Detection annotation entries:
══════

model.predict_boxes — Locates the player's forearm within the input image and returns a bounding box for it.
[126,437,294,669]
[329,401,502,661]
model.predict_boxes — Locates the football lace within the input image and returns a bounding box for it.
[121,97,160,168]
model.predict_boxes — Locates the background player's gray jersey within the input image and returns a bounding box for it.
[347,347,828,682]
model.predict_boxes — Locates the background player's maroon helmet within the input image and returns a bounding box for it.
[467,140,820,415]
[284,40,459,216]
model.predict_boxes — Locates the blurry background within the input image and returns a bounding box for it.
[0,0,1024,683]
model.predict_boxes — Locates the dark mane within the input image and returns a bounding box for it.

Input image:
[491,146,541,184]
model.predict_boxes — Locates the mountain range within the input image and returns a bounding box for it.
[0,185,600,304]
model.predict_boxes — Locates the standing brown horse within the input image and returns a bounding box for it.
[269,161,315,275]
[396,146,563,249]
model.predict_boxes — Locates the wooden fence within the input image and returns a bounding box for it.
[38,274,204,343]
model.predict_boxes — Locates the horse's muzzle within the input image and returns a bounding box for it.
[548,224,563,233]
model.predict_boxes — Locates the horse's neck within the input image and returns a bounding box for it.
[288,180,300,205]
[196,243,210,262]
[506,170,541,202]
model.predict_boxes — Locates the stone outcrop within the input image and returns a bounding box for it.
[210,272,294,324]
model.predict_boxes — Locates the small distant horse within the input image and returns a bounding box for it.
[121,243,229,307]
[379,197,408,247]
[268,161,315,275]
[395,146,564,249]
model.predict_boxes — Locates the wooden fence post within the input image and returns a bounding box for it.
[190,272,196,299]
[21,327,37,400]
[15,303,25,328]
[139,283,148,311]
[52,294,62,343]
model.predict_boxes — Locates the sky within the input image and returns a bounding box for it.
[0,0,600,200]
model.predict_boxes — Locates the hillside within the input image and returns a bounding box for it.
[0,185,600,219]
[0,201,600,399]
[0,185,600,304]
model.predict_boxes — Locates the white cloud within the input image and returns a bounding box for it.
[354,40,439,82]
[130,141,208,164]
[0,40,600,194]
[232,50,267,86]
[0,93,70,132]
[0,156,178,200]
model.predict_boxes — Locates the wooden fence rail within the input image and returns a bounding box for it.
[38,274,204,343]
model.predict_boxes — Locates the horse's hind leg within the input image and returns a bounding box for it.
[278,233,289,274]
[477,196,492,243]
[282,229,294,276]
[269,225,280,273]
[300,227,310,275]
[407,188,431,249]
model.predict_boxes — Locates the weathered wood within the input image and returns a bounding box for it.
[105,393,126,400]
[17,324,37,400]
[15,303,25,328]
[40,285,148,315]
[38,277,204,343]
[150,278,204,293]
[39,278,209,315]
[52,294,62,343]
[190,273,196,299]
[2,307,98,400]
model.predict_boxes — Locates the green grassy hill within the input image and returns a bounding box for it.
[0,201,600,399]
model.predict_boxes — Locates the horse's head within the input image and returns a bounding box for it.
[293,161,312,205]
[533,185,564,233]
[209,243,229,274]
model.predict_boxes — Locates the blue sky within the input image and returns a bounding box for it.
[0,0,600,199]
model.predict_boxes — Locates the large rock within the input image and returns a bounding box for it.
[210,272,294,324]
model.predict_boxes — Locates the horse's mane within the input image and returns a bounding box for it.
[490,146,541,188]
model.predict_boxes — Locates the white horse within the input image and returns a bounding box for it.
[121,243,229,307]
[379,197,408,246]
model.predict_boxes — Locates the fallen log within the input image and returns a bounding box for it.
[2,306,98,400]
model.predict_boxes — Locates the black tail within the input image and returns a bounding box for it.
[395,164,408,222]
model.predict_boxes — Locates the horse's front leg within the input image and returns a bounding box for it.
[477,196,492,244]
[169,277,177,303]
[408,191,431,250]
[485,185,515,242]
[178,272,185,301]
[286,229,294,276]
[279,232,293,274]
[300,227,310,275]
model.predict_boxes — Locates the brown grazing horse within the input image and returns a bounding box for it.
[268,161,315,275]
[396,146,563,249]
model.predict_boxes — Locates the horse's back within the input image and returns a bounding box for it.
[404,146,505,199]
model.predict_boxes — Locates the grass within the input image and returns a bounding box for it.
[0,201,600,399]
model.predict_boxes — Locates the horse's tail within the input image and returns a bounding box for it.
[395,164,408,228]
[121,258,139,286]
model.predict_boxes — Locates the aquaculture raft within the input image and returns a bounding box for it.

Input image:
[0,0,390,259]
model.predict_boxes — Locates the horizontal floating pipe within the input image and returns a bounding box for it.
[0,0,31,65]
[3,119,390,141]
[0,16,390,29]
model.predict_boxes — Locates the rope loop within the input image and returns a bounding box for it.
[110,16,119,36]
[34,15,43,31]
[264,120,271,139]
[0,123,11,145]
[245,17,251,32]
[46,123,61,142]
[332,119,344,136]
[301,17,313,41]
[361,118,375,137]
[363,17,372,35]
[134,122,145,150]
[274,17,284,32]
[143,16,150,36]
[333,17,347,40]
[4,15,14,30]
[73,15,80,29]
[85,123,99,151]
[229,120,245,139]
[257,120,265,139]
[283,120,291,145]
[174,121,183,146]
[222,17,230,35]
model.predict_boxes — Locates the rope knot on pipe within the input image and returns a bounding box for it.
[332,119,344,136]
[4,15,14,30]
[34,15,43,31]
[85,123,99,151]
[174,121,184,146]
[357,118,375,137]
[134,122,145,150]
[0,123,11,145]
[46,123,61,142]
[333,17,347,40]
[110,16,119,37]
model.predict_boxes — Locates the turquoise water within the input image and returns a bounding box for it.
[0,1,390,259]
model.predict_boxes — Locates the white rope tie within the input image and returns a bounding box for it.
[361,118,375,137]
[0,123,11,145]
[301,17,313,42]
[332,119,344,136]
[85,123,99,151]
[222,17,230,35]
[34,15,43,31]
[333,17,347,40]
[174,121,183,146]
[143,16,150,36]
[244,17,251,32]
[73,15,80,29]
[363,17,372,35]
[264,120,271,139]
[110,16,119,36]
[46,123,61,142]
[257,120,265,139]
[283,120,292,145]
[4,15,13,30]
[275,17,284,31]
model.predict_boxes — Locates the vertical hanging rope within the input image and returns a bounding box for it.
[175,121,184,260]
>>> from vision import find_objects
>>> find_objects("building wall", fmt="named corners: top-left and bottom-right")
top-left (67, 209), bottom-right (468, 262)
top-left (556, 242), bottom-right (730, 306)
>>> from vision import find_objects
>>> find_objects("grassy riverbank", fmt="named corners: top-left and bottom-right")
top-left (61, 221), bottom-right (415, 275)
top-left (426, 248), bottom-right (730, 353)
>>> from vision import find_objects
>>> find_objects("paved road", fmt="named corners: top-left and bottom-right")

══════

■ **What to produce**: Identify each line in the entries above that contains the word "mane", and copy every such line in full. Treat the match as case-sensitive.

■ **Output for this task**:
model.predict_boxes — Locates the dark mane within the input image and returns a bounding box for it.
model.predict_boxes — Locates the horse's mane within the input image and returns a bounding box for it.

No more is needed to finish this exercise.